→ **Problem description**:
Only the lines below between the ones containing "Target: road" and "Target: sandy beach", inclusive, are to be reproduced, each exactly as it stands.

→ **Stored data entries**:
=== Section Start ===
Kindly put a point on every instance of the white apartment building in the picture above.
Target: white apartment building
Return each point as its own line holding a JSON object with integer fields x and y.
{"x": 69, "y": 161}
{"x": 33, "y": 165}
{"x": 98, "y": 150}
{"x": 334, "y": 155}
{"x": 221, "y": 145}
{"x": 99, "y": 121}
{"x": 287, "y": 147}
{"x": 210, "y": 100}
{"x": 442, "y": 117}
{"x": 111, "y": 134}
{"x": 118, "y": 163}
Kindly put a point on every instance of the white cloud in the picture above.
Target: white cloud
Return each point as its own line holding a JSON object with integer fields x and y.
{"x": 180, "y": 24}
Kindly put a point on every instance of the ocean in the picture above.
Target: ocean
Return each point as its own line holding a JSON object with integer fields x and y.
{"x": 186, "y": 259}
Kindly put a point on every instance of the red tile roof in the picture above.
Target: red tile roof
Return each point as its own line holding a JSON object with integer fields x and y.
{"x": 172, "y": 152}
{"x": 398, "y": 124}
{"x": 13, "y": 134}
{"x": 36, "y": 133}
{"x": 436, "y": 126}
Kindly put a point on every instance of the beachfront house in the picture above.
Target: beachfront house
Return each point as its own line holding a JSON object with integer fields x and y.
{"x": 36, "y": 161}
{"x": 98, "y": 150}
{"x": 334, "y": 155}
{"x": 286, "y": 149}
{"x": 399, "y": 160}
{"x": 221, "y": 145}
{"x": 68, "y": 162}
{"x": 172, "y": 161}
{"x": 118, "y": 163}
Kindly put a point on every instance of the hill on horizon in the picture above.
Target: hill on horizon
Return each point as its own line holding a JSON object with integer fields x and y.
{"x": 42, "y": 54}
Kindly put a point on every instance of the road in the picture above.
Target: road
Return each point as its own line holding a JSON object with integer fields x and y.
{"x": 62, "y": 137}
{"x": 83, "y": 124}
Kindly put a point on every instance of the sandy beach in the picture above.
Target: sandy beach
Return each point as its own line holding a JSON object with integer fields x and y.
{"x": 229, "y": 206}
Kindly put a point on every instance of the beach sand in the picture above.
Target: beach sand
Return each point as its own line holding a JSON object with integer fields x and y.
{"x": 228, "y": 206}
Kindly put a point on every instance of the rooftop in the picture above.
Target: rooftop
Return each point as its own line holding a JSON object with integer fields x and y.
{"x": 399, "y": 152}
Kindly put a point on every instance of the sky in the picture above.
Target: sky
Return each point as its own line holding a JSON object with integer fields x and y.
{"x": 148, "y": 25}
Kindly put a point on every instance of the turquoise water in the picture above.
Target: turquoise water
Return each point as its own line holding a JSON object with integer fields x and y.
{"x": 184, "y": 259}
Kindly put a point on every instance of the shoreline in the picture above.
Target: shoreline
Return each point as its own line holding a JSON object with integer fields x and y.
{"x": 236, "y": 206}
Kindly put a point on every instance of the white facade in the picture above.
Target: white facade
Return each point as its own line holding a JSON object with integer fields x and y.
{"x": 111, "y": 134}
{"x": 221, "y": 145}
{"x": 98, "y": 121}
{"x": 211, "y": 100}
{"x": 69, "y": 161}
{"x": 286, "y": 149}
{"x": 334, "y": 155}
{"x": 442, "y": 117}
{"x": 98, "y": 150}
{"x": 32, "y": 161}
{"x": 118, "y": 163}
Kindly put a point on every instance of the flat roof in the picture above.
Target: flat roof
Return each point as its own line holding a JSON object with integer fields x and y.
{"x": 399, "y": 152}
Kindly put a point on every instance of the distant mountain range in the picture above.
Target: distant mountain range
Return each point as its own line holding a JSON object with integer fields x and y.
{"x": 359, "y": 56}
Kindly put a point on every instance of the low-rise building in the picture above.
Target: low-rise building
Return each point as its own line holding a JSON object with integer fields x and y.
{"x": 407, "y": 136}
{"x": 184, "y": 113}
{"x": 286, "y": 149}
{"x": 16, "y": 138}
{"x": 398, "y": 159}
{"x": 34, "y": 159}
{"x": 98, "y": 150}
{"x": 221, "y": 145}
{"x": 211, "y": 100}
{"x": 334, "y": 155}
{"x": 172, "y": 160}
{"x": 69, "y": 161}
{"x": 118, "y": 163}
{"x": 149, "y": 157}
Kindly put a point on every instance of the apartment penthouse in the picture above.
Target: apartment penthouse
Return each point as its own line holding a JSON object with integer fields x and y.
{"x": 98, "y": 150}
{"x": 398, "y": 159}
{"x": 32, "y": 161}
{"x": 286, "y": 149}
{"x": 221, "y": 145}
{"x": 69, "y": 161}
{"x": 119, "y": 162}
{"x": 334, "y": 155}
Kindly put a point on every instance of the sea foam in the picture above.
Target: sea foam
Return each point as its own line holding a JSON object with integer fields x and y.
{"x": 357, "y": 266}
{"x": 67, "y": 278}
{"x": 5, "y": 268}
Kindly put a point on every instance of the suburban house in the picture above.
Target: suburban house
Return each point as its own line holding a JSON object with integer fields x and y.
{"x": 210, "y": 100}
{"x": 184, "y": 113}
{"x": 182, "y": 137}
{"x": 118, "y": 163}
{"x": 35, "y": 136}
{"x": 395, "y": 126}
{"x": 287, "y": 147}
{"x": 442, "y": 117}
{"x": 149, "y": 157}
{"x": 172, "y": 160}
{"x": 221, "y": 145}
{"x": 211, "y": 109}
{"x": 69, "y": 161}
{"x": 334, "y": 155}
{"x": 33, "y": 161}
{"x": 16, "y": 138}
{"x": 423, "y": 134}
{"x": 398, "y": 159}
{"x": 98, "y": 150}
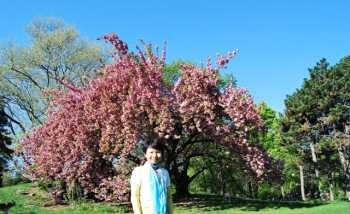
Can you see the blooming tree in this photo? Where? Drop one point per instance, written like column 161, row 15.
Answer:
column 93, row 133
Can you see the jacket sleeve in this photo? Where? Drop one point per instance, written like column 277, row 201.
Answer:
column 170, row 202
column 135, row 183
column 169, row 198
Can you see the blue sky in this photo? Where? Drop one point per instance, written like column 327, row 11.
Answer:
column 278, row 39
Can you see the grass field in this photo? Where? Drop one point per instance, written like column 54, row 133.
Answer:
column 29, row 200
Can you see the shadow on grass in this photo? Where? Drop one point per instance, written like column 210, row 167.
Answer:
column 213, row 203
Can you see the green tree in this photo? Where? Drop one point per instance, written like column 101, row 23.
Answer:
column 56, row 53
column 314, row 115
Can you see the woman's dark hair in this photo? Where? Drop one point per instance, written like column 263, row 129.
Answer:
column 154, row 145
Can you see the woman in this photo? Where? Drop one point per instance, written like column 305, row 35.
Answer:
column 150, row 184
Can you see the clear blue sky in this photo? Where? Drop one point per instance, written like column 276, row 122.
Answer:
column 278, row 39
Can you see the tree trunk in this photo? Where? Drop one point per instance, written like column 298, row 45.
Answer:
column 345, row 166
column 317, row 172
column 302, row 189
column 182, row 188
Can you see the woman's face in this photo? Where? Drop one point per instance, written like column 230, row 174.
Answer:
column 153, row 155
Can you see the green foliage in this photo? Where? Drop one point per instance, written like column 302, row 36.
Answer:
column 56, row 52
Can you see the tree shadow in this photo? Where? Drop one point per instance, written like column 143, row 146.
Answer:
column 213, row 203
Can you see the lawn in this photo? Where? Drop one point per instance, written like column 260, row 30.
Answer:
column 29, row 199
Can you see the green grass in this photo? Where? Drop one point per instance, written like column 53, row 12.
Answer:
column 33, row 201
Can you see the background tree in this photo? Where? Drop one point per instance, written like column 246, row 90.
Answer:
column 315, row 113
column 56, row 52
column 93, row 133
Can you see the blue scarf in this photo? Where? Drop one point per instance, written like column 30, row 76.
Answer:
column 158, row 189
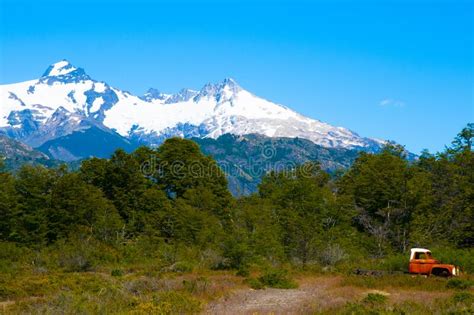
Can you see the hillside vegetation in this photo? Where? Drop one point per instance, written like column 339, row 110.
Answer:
column 157, row 230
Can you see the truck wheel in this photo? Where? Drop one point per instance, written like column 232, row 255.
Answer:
column 444, row 273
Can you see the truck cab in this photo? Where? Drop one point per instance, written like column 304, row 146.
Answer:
column 422, row 262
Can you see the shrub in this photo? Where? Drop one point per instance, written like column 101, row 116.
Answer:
column 332, row 255
column 180, row 266
column 460, row 284
column 255, row 284
column 463, row 297
column 175, row 303
column 375, row 299
column 116, row 273
column 277, row 279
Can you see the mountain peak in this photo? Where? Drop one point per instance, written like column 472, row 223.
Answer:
column 65, row 72
column 222, row 91
column 153, row 94
column 59, row 68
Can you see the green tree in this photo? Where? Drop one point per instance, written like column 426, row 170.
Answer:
column 76, row 204
column 9, row 199
column 303, row 203
column 376, row 185
column 185, row 172
column 33, row 185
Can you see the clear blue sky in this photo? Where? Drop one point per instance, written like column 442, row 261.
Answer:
column 393, row 69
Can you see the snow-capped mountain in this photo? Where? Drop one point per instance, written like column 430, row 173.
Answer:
column 65, row 100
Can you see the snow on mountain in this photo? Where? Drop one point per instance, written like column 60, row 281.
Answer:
column 65, row 99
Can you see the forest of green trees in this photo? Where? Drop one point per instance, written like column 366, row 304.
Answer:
column 172, row 203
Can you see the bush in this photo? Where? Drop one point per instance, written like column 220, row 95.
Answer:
column 375, row 299
column 461, row 284
column 255, row 284
column 277, row 279
column 116, row 273
column 463, row 297
column 175, row 303
column 332, row 255
column 180, row 266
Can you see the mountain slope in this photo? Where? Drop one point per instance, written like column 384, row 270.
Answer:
column 245, row 159
column 91, row 142
column 16, row 154
column 65, row 100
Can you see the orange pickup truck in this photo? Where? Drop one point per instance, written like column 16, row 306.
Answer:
column 422, row 262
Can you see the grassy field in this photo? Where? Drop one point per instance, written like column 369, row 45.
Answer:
column 150, row 289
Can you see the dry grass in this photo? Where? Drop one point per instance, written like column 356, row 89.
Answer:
column 220, row 292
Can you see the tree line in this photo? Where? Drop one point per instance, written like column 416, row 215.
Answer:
column 176, row 196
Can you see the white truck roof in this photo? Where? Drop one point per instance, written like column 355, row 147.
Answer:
column 418, row 250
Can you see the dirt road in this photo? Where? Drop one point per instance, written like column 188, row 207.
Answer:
column 312, row 295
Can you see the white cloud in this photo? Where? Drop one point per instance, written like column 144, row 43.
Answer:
column 390, row 102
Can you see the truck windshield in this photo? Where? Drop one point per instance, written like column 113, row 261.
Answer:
column 425, row 255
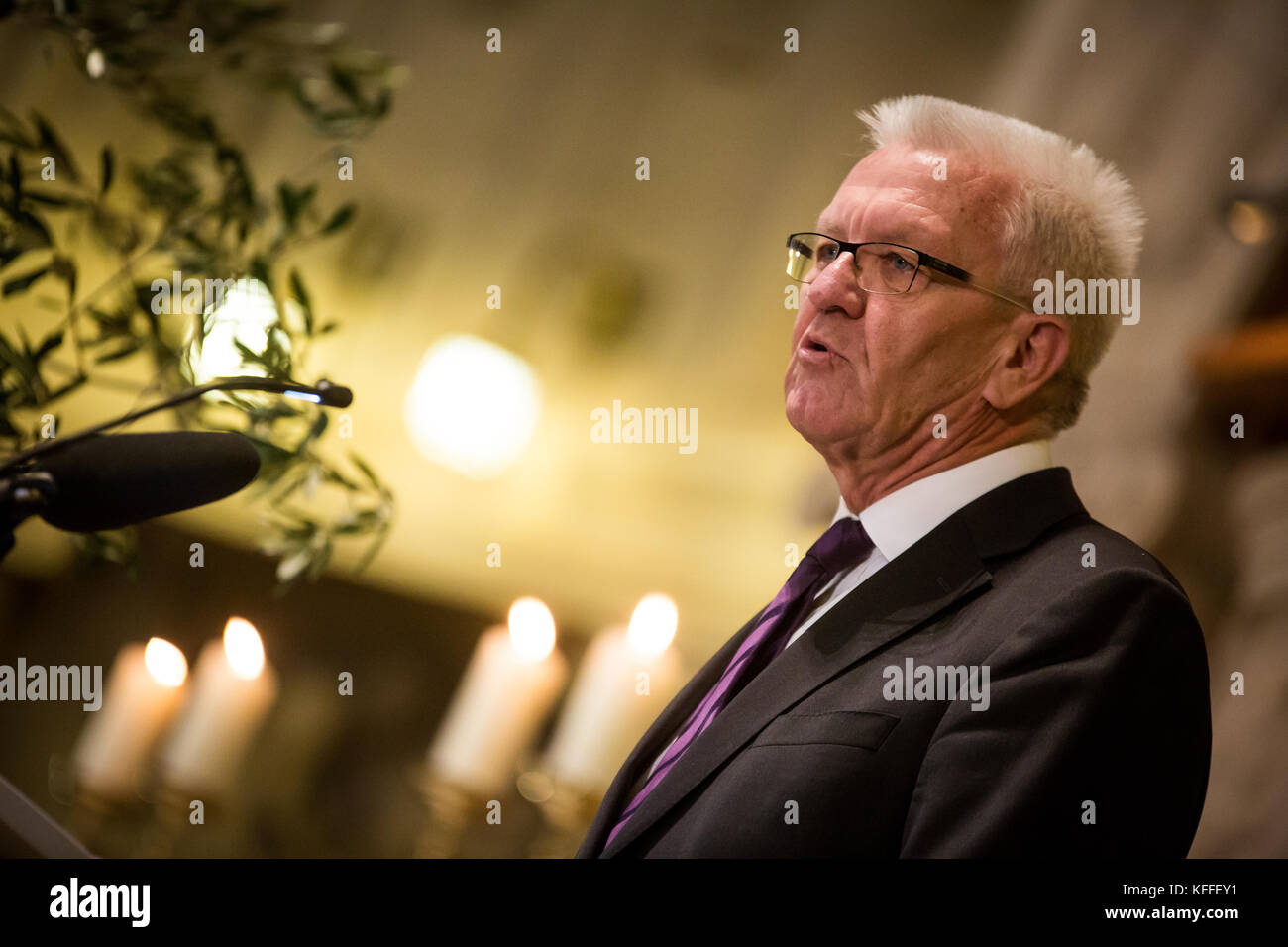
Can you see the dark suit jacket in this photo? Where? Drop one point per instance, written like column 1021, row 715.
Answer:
=== Section End ===
→ **Final answer**:
Target: road
Return each point as its own line holding a JSON object with integer fields x and y.
{"x": 62, "y": 137}
{"x": 83, "y": 124}
Kindly put a point on every instance of the sandy beach in the picture above.
Target: sandy beach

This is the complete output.